──────── Supplied information

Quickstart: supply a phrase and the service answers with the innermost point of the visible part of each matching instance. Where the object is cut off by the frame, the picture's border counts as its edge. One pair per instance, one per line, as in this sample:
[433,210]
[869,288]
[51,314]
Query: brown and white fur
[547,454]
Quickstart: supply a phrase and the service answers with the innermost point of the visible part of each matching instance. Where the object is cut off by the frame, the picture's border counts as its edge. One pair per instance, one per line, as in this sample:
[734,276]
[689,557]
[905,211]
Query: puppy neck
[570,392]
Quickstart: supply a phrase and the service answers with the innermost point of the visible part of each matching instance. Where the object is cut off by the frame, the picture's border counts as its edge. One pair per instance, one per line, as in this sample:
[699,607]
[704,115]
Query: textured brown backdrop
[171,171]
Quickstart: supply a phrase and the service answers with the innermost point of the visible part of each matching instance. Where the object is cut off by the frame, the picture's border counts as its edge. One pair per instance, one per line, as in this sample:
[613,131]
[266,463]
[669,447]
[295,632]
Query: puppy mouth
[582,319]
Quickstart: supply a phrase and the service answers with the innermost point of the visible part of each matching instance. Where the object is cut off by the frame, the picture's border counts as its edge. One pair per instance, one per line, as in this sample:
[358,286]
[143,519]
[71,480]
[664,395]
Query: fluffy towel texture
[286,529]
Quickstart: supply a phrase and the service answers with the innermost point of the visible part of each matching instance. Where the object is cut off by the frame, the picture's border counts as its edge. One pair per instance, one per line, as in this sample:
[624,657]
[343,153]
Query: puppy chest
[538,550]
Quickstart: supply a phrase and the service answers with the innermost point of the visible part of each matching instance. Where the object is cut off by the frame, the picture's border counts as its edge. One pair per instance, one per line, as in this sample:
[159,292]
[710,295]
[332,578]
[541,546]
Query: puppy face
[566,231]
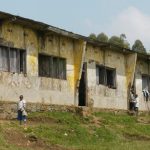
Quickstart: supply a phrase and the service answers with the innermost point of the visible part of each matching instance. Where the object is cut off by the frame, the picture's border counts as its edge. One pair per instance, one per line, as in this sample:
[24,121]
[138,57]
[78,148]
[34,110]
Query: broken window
[146,82]
[12,60]
[106,76]
[53,67]
[111,78]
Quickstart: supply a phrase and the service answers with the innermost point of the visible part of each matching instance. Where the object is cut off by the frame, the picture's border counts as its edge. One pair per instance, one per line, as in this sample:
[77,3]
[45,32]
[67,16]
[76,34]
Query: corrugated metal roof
[48,28]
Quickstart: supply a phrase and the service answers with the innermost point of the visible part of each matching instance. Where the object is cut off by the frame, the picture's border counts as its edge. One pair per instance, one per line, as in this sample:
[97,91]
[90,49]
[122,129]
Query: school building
[53,66]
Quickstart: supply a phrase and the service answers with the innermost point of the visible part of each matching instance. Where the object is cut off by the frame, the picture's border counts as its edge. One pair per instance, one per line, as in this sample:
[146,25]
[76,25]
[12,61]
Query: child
[136,104]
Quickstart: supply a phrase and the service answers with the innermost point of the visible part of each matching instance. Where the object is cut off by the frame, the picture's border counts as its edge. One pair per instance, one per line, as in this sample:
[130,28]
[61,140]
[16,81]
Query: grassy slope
[103,130]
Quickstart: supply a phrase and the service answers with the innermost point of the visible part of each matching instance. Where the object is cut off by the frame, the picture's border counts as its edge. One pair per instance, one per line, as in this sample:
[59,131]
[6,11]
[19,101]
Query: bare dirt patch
[28,141]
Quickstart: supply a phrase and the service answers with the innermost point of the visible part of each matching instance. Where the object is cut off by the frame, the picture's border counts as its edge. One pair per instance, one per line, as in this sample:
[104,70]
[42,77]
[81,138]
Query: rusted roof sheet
[48,28]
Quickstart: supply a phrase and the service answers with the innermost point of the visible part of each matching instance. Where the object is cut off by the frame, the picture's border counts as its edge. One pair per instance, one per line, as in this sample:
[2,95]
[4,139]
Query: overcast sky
[113,17]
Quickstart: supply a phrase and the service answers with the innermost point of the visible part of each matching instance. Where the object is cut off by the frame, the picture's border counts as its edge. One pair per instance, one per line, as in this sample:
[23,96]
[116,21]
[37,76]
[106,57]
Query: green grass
[68,130]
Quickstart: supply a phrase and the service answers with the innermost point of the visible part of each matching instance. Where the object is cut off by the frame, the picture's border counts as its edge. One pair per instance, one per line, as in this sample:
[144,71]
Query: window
[53,67]
[12,60]
[106,76]
[146,82]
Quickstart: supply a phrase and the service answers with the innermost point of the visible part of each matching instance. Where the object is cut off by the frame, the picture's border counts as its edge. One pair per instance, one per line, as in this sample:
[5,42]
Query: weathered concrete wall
[34,88]
[142,67]
[102,96]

────────────────

Print each line of the material above exactly, with the pictures removed from your copy.

Quickstart: supply a phrase and the service answers with the innermost point of the visible part of each matching instance. Where the object is cut off by the frame, the picture's border counts as its edge. One pair per instance, one per line, as in this sample:
[433,210]
[869,288]
[51,314]
Query: brown and white fur
[547,454]
Quickstart: supply a phrase and the service answers with the innermost point of the visible part of each matching instance. Where the object is cut off by the frame, the picture's border counts as its edge. One pair per instance, one per line, as in this sample:
[734,276]
[689,557]
[905,211]
Query: puppy neck
[570,392]
Quickstart: supply a phrase and the service answers with the innermost point of the visible part of each matching instance. Where the object is cut off by the frame, the picture's border counts as its edge. One pair per instance, one per line, as in this sample:
[699,607]
[704,115]
Query: textured brown backdrop
[171,171]
Quickstart: supply a phrase and the service answers with the innermost point of the visible part of each matching instance. Where the object is cut off by the frame, the picture's border counts as its edge. One pair per instance, one per line, as in this sample:
[613,131]
[266,463]
[669,447]
[295,632]
Query: puppy mouth
[582,319]
Quickstart: supply a phrase and the service answers with the innermost point of the visible part of each matching instance. Where the object is cut off by the frame, the picture's border counts as its edge. One pair per instance, one per line, as in this sample:
[358,286]
[143,519]
[71,480]
[664,395]
Query: fluffy towel texture
[286,529]
Quickstart: supply a phrase and the service answers with the innermost point of the visible part of each matching instance. Where the object is cut off by the frame, the picture's border counts as its edge. One pair per instance, one per line, as in this sample:
[624,657]
[343,153]
Query: puppy chest
[538,550]
Quickstart: supply a phrase and the service answers with the innermost point of the visible part of each matching instance. Where the object is cut off by the frame, the picture's border counts as its edge. One pair per instance, one per line, as in this sample:
[159,292]
[710,295]
[332,578]
[541,546]
Query: puppy face
[566,231]
Quickstart: supply a phrase and the service answers with the innermost point of the visible part of each matching instance. Where the object is cut off by the frame, the picture's border counts as its edge. One pair per instance, one per line, as in this sample:
[24,121]
[138,57]
[78,148]
[34,110]
Query: broken window
[146,82]
[12,60]
[106,76]
[53,67]
[111,78]
Quickstart: supply a phrase and the service answers with the innermost point of the visible part of each matching instance. Where the object is cut off by the frame, the picture's border counts as its edge. One pair per instance, one per line, as in this sample:
[77,3]
[45,32]
[67,16]
[76,34]
Query: corrugated metal roof
[48,28]
Quickstart: supply a phrase and the service answers with the innermost point of the visible part of each matching instance. Where the object is cut off by the frame, the picture's border counts as its edge. One pair per instance, one per line, as in this sample:
[97,91]
[90,49]
[122,129]
Query: school building
[53,66]
Quickstart: supply a phrase and the service answers with the innermost point of the visible part of each matching instance. Where the object is cut off by the frame, the picture's border counts as its edge. One pair per instance, one per line, as in this sample:
[146,25]
[76,25]
[12,61]
Query: child
[136,104]
Quickstart: supply a phrase and the service answers with the innermost point of the visible part of each matching instance. Where the object is cut off by the frame, the picture's border counts as its edge. One pair per instance, one per line, as in this sample:
[130,28]
[61,140]
[16,81]
Query: grassy slope
[103,130]
Quickstart: supply a phrase and the service answers with the innermost point of the visible part of each matching instance. Where the object is cut off by the frame, the picture's border counts as its edge. One pair per instance, one per line, as in this sample:
[59,131]
[6,11]
[19,101]
Query: bare dirt patch
[28,141]
Quickstart: supply a phrase and the service answers with the innermost point of the visible part of each matching instance. Where the object is cut off by the frame, the picture's border counts as its edge. One pair per instance, one per line, as in this sample:
[104,70]
[42,77]
[81,138]
Query: rusted roof sheet
[48,28]
Quickstart: supply a phrase and the service answers with the innermost point of the visible part of each matching instance. Where the object is cut off by the frame, the picture's border counts as its edge. One pair per instance, one per line, as in this sample:
[2,95]
[4,139]
Query: overcast sky
[113,17]
Quickstart: supply a phrase and the service answers with the innermost point of the visible part of each matching instance. Where the object is cut off by the frame, the picture's border counts as its edge. One pair per instance, one per line, as in this sample:
[23,96]
[116,21]
[37,76]
[106,57]
Query: green grass
[68,130]
Quickstart: supply a phrase and the service answers with the innermost point of the visible part of each matching instance. Where the object is cut off by the frame, the picture's border counts as its edge. One pair per instance, one per line, as in this sample:
[144,71]
Query: window
[53,67]
[12,60]
[106,76]
[146,82]
Quickstart: supply a phrase and the service answers with the innermost point of the visible part of each matching instance. Where the object is cut off by the frame, the picture's border counts as its edge. One pair per instance, one per line, as in this sample:
[5,42]
Query: weathered concrete wall
[34,88]
[142,67]
[102,96]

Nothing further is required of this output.